STATED GOAL —
Print out each entry below exactly, please.

DATA ENTRIES —
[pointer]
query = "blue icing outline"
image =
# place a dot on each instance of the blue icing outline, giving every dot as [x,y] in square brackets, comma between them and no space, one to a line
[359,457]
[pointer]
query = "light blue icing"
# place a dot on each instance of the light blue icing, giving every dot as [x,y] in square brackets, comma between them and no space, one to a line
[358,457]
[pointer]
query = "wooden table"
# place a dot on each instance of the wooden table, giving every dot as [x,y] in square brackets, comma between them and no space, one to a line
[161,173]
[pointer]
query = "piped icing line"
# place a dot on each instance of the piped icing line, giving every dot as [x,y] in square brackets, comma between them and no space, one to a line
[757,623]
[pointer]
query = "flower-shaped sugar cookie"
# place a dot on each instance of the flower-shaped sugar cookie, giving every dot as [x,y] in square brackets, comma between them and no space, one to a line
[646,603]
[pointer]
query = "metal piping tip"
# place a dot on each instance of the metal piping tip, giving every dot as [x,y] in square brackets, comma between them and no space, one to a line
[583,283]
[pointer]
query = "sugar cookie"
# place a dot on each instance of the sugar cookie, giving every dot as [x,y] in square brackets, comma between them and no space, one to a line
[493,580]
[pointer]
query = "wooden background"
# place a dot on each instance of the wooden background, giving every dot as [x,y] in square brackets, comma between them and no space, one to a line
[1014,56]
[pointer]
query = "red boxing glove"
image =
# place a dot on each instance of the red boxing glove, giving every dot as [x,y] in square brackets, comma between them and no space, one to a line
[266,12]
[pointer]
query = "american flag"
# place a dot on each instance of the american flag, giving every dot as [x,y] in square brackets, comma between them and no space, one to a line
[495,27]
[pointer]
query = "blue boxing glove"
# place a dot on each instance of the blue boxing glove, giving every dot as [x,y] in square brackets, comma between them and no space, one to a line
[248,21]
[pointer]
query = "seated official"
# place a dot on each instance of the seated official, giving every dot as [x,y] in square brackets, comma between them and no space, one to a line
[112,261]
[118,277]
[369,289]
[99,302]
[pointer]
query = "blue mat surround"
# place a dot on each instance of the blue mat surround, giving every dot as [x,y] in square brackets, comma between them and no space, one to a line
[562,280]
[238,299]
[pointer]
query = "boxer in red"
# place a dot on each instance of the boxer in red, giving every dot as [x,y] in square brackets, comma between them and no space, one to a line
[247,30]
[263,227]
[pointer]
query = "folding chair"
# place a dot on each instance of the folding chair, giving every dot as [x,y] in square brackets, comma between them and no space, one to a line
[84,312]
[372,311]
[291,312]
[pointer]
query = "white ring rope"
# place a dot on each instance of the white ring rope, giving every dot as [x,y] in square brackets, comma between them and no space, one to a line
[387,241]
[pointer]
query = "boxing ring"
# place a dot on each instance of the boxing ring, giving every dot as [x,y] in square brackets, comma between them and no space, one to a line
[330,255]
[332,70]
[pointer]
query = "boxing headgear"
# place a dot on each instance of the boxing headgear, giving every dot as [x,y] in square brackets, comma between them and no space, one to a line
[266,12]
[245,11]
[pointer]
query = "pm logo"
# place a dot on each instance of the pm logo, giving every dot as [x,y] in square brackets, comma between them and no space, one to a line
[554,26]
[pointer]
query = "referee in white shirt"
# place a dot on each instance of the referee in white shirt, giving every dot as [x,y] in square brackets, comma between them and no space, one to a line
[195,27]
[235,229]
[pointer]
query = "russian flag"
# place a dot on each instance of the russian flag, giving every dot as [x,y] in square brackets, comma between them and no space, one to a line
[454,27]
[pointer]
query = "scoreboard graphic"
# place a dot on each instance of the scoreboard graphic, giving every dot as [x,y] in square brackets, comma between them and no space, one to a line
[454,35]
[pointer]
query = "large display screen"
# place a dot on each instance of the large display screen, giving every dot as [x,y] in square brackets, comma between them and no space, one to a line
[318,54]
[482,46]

EXERCISE RESPONSE —
[pointer]
query = "blue icing outline"
image =
# place a dot on each instance of the blue icing outline, giving every dot as [x,y] in square brackets, comma between them and no space, one to a line
[359,457]
[pointer]
query = "light blue icing"
# place a dot on each instance of the light blue icing, giving every dot as [x,y] in square brackets, comma between them and no space, one to a line
[358,457]
[pointer]
query = "wooden table"
# place a dot on each instance of the wooden table, giving every dot as [x,y] in square brackets, comma between them and no space, one to a line
[161,173]
[pointer]
query = "piped icing line"
# place a dot on each instance of the piped icing line, giving every dot as [x,y] in square brackets, comma between them and no space, one to a line
[757,623]
[pointer]
query = "flower-shaped sugar cookie"
# place a dot on each instance of the flower-shaped sugar cookie, giving every dot as [x,y] in square brackets, comma between them and no space, one to a line
[646,603]
[pointer]
query = "metal piping tip"
# place a dot on each instance of the metal piping tip, giving every dot as [x,y] in square brackets, comma between them and no space, one to a line
[583,283]
[pointer]
query = "sugar cookie"
# place a dot on each instance of the sugar cookie, giving every dot as [x,y] in square brackets, comma between them and no space, one to a line
[493,580]
[pointer]
query = "wooden background"
# place a dot on each instance of the wooden background, giving every dot as [x,y] in square brackets, comma between them and no space, one to a line
[1014,56]
[pointer]
query = "red boxing glove"
image =
# place a dot on each instance of the red boxing glove, giving every dot as [x,y] in square brackets, comma between them and no space, one to a line
[266,12]
[pointer]
query = "american flag"
# place a dot on each instance of the american flag, giving every dot as [x,y] in square brackets, comma between them and no space, one to a line
[495,27]
[pointer]
query = "blue boxing glove"
# place a dot on each instance of the blue boxing glove, giving every dot as [x,y] in square brackets, comma between them and no space, one to a line
[248,21]
[pointer]
query = "seated official"
# place a dot on each instance of the seated official, giving every dot as [x,y] in square brackets, comma between them and no space, one to a line
[112,261]
[118,277]
[369,289]
[99,302]
[pointer]
query = "blue mat surround"
# place a dot on each instance of the blue mat surround, giving every dot as [x,y] in square brackets, comma between them and no space, one to a line
[562,280]
[238,299]
[pointer]
query = "boxer in red"
# place a dot on each instance of the boxer in red, giving every dot as [x,y] in square brackets, comma between them and no space, one to a line
[247,30]
[263,227]
[pointer]
query = "folding chair"
# place a dot on each instance of the folding chair, giving every dot as [x,y] in square brackets, comma between them and no space, one to a line
[84,312]
[372,311]
[291,312]
[pointer]
query = "white ring rope"
# place a dot on each instance of the white ring rope, giving every dot as [x,y] in square brackets, comma between them and no space, one to a line
[387,241]
[pointer]
query = "boxing ring"
# place a dot on each instance of the boxing ring, giving every dot as [x,y] in square brackets, comma between them and no space, one to a line
[330,255]
[332,70]
[pointer]
query = "boxing headgear"
# place a dot on each instance of the boxing headgear, giving every dot as [x,y] in square brackets, comma between them and no space, one to a line
[266,12]
[245,11]
[pointer]
query = "pm logo"
# place a dot on each instance of the pm logo, giving every dot as [x,y] in square brackets, comma between them and no space, one to a line
[554,26]
[pointer]
query = "referee in white shirt"
# place a dot on each instance of the referee in white shirt, giving every dot as [x,y] in square brackets, comma between them and no space, one to a line
[195,27]
[235,229]
[pointer]
query = "russian flag"
# place a dot on each instance of the russian flag, giving every dot as [x,y] in square brackets, comma between them and no space, one to a line
[454,27]
[pointer]
query = "scoreboard graphic"
# place a dot on each instance of the scoreboard graphic, giving every dot as [x,y] in square brackets, comma between them and no space, one to a line
[454,35]
[pointer]
query = "large display screen"
# place a dot on each instance of the large display screen, giving every dot as [x,y] in square brackets, comma between them and no space, one to a line
[318,54]
[482,46]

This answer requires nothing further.